TASK LIST
1. In the excerpt on think tanks, rewrite the numbered point beginning "Accessing political power" as a short bulleted list that keeps its main facts.
2. Extend the piece on think tanks past its final line, beginning right after "Giving a voice to a coalition."

What is a think tank? asks Julia Slay, formerly at the New Economics Foundation and now a Clore Social Fellow. It’s probably uncontroversial that they are perceived to be organisations that do “research, policy analysis and policy development”. But think tanks are also seen to focus on government or political parties, to be generally forward-looking, and for profit. In her view, think tank practice is shifting “towards a combination of policy, practice and campaigning or activism. They are undertaking activities that a more traditional think tank might do, but combining them with campaigning techniques, or political organising, to mobilise the public behind their work.”

So how do they have an impact today?

  1. The ideas game. Besides promoting politically-relevant policy concepts, more think tanks are now creating a safe space for leaders to engage with new ones, and they are increasingly advocating new methodologies, like design thinking.
  2. Framing. Consider the Centre for Social Justice’s reinterpretation of human trafficking as modern slavery. The focus shifts from immigration - the victims - to criminality, and the perpetrators.
  3. Capitalising on policy opportunities. A civil servant “described waiting for a policy ‘window’ by having a list of ideas that were ready to be presented at the right time”. Don’t say: ‘Big Society’.
  4. Accessing political power. This comes with risks if the political party you’re aligned with is in opposition - or you pick the wrong candidate. However, Slay argues that “the shifting boundaries of control and decision making created by devolution, and latterly Brexit, will bring new opportunities for think tanks” in this area.
  5. “Key people, key networks”. People cycling in, out of and around the machinery of government create the “proximity and trust” that get ideas into policy.
  6. Holding government to account. You might think of the Institute for Fiscal Studies’ renowned Budget commentary. But you could also refer to the effect of the Joseph Rowntree Foundation’s annual calculation of a minimum income standard on the formulation of minimum wages.
  7. Giving a voice to a coalition.

ENTRIES SHOWN
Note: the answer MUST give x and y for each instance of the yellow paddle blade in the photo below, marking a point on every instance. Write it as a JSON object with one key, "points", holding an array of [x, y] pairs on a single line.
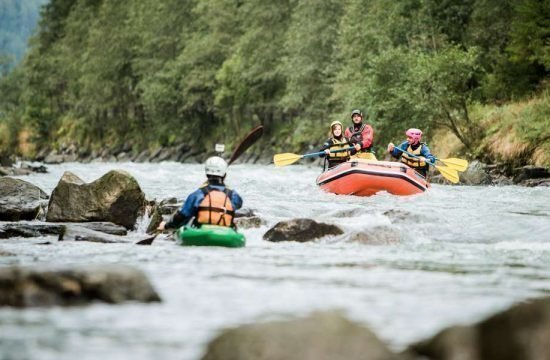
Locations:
{"points": [[448, 173], [366, 156], [457, 164], [285, 159]]}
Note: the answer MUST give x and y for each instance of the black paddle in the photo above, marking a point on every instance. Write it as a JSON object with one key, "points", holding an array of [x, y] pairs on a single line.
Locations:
{"points": [[247, 142]]}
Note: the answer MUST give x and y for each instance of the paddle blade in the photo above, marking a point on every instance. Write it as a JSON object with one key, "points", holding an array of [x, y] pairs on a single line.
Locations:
{"points": [[285, 159], [247, 142], [457, 164], [448, 173]]}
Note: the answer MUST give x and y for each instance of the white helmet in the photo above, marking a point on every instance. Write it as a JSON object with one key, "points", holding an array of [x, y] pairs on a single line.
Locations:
{"points": [[216, 166]]}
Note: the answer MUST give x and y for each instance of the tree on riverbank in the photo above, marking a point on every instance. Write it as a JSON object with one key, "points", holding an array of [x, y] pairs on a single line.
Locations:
{"points": [[151, 73]]}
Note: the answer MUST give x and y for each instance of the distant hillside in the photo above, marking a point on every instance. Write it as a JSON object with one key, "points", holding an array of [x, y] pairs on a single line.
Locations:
{"points": [[18, 19], [102, 75]]}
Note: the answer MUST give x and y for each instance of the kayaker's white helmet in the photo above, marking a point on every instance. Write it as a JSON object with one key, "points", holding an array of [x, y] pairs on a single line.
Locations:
{"points": [[215, 166]]}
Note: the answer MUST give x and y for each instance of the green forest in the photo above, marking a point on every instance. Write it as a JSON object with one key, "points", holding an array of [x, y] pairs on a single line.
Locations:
{"points": [[150, 73], [18, 19]]}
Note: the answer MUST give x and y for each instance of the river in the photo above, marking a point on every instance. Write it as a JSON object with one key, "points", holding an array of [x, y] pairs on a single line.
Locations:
{"points": [[464, 253]]}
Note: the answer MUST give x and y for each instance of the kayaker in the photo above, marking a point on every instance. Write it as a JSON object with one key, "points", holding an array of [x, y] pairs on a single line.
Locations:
{"points": [[360, 135], [337, 141], [213, 203], [413, 146]]}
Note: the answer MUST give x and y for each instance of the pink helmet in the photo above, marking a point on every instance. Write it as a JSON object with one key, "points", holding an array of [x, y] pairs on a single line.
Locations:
{"points": [[414, 134]]}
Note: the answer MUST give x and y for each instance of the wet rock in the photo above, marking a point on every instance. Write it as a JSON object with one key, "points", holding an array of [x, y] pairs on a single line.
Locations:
{"points": [[54, 158], [530, 172], [169, 206], [142, 156], [19, 200], [476, 174], [34, 286], [536, 182], [29, 229], [377, 235], [348, 213], [156, 219], [300, 230], [244, 212], [520, 333], [116, 197], [399, 216], [80, 233], [35, 167], [104, 227], [321, 336]]}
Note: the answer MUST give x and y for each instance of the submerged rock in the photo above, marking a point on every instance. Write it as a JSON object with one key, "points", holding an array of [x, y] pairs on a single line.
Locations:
{"points": [[30, 229], [19, 199], [34, 286], [115, 197], [377, 235], [300, 230], [321, 336]]}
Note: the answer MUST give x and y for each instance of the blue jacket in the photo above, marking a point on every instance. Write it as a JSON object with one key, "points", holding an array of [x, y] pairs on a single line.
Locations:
{"points": [[191, 206], [424, 151]]}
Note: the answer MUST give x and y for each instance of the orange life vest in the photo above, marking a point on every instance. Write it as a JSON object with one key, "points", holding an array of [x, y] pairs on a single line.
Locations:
{"points": [[413, 162], [339, 145], [216, 207]]}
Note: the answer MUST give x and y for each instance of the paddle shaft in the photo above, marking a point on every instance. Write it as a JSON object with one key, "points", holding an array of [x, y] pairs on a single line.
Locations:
{"points": [[332, 151], [412, 155], [247, 142]]}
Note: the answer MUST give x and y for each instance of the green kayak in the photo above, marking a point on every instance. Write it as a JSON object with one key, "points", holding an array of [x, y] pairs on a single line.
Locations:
{"points": [[210, 235]]}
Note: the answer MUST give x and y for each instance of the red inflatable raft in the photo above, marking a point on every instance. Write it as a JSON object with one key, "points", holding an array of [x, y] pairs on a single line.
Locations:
{"points": [[367, 177]]}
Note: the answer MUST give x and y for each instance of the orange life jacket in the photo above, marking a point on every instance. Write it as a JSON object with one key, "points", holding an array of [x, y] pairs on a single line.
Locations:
{"points": [[216, 207], [413, 162], [339, 145]]}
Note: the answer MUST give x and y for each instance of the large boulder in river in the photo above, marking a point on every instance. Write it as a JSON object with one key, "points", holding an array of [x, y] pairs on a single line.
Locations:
{"points": [[321, 336], [115, 197], [34, 286], [300, 230], [520, 333], [19, 200]]}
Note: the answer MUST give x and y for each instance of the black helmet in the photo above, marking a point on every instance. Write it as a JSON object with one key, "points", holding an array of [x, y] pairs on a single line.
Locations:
{"points": [[356, 112]]}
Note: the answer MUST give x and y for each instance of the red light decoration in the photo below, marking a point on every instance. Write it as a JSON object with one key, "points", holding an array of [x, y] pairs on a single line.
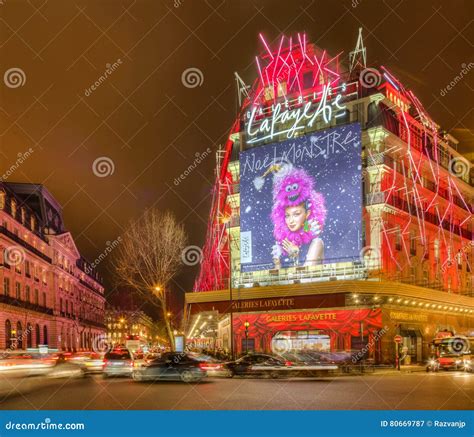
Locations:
{"points": [[282, 72]]}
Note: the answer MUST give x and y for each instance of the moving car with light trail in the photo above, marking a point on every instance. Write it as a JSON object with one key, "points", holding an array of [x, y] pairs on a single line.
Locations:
{"points": [[172, 366]]}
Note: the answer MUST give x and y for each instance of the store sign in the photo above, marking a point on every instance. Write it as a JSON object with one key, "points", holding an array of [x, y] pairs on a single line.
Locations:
{"points": [[258, 304], [299, 205], [302, 317], [410, 317], [284, 120]]}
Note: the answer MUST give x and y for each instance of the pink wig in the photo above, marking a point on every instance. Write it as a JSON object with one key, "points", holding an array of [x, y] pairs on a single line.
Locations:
{"points": [[295, 188]]}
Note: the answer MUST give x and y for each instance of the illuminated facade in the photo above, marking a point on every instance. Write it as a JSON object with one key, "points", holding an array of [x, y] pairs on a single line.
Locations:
{"points": [[413, 273], [124, 324], [49, 294]]}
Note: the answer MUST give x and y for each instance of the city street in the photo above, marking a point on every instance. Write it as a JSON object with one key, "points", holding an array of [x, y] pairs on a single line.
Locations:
{"points": [[445, 391]]}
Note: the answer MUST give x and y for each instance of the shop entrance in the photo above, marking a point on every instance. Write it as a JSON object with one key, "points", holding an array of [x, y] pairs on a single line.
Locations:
{"points": [[300, 341], [412, 345]]}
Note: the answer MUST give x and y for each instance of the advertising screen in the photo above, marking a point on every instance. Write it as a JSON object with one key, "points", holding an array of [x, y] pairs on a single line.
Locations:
{"points": [[301, 200]]}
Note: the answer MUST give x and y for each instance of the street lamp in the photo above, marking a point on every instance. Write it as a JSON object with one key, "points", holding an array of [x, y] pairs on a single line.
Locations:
{"points": [[246, 324]]}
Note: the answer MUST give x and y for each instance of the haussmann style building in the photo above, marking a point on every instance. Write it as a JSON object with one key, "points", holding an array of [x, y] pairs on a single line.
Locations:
{"points": [[341, 215], [50, 296]]}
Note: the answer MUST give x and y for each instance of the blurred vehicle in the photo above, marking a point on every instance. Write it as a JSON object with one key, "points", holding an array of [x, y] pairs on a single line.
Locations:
{"points": [[451, 353], [171, 366], [258, 365], [90, 362], [270, 366], [118, 362], [26, 364], [211, 365]]}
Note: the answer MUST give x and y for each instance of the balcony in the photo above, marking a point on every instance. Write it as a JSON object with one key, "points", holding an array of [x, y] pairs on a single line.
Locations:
{"points": [[29, 247], [329, 272], [409, 208], [8, 300]]}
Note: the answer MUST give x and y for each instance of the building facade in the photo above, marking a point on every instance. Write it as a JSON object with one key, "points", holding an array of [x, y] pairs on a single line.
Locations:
{"points": [[412, 275], [123, 325], [49, 294]]}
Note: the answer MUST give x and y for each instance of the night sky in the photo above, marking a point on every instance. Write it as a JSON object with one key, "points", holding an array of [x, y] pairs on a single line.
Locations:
{"points": [[150, 126]]}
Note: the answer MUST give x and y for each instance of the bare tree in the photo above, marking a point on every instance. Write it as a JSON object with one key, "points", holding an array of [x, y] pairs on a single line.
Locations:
{"points": [[149, 256]]}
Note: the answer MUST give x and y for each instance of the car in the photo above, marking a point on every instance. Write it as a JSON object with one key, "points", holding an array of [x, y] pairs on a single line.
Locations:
{"points": [[118, 362], [259, 365], [20, 364], [90, 362], [211, 365], [171, 366]]}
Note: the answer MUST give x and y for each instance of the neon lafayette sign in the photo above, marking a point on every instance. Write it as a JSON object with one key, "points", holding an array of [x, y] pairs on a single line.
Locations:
{"points": [[289, 121]]}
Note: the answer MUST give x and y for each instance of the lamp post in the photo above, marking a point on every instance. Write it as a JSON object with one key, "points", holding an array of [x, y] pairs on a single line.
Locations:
{"points": [[246, 324]]}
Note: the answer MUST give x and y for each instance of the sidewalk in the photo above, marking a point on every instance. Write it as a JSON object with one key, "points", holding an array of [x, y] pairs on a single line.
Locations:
{"points": [[388, 370]]}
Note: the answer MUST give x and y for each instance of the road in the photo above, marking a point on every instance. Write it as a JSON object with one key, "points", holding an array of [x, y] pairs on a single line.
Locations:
{"points": [[406, 391]]}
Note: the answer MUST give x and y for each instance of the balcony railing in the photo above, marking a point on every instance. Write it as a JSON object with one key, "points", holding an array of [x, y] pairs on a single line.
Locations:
{"points": [[329, 272], [17, 239], [402, 204]]}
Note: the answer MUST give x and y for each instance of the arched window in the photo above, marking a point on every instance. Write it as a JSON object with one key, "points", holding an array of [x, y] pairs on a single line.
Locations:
{"points": [[19, 335], [8, 334], [37, 335], [29, 335]]}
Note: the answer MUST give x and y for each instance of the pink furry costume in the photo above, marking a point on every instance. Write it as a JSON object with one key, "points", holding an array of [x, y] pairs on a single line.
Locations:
{"points": [[291, 190]]}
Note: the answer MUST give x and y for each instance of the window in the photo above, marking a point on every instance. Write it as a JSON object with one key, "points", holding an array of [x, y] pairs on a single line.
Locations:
{"points": [[19, 335], [13, 208], [412, 243], [8, 334], [398, 238], [37, 335]]}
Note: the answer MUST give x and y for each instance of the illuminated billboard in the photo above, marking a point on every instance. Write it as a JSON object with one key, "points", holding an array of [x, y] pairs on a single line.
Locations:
{"points": [[301, 200]]}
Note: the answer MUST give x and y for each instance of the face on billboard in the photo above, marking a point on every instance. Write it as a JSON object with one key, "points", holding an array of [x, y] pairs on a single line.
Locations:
{"points": [[301, 200]]}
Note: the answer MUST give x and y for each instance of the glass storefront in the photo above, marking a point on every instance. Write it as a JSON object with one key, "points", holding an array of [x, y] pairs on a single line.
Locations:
{"points": [[295, 341]]}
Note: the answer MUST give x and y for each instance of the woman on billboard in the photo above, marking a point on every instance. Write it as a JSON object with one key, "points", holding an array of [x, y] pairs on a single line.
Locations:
{"points": [[298, 216]]}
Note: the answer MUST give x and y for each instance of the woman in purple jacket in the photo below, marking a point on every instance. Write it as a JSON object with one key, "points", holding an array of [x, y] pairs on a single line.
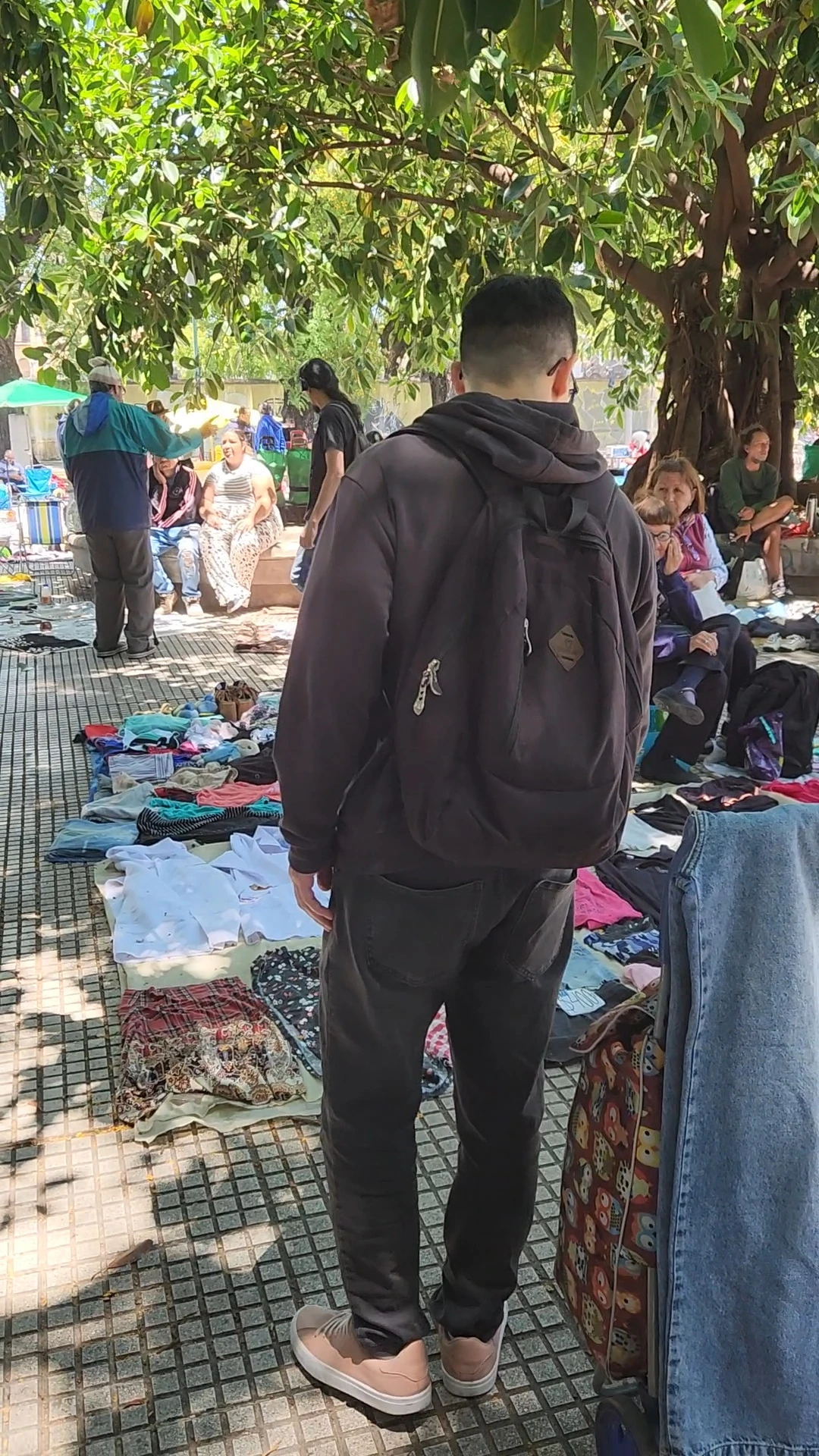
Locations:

PER-TASK OUTPUTS
1.
- Accessing political power carries risks when the aligned party is in opposition or the wrong candidate is backed.
- Slay argues that devolution, and later Brexit, shift the boundaries of control and decision making.
- She expects this shift to create new opportunities for think tanks.

2.
This typology suggests that the impact of think tank research is often indirect, dependent on the winds of political change, and more long term than is amenable to most available funding. So what could think tanks do? Slay has two suggestions:
  1. “Develop stronger relationships with civil society, activists and campaigners, so that policy work can better reflect the everyday experiences and challenges of citizens. This might mean more participatory research, engaging the groups that many describe as ‘hard to reach’ in policy research; it might involve civil society having a stronger voice in shaping the work that think tanks pick up and promote to government; and it could enable think tanks to complement their policy work with campaigns that speak to the public and engage them in the big issues of the day.”
  2. “Think tanks should consider partnerships and coalitions as a central part of their strategy for change. Time, funding streams and short term projects often act against collaboration, but most of the examples of impact in this research came from long term, strategic work that engaged a range of organisations, from policy, academia, and front line practice. For think tanks that do want to have a sustained impact, this is one successful, but underutilised tactic.”
Do you agree? How are you achieving impact today?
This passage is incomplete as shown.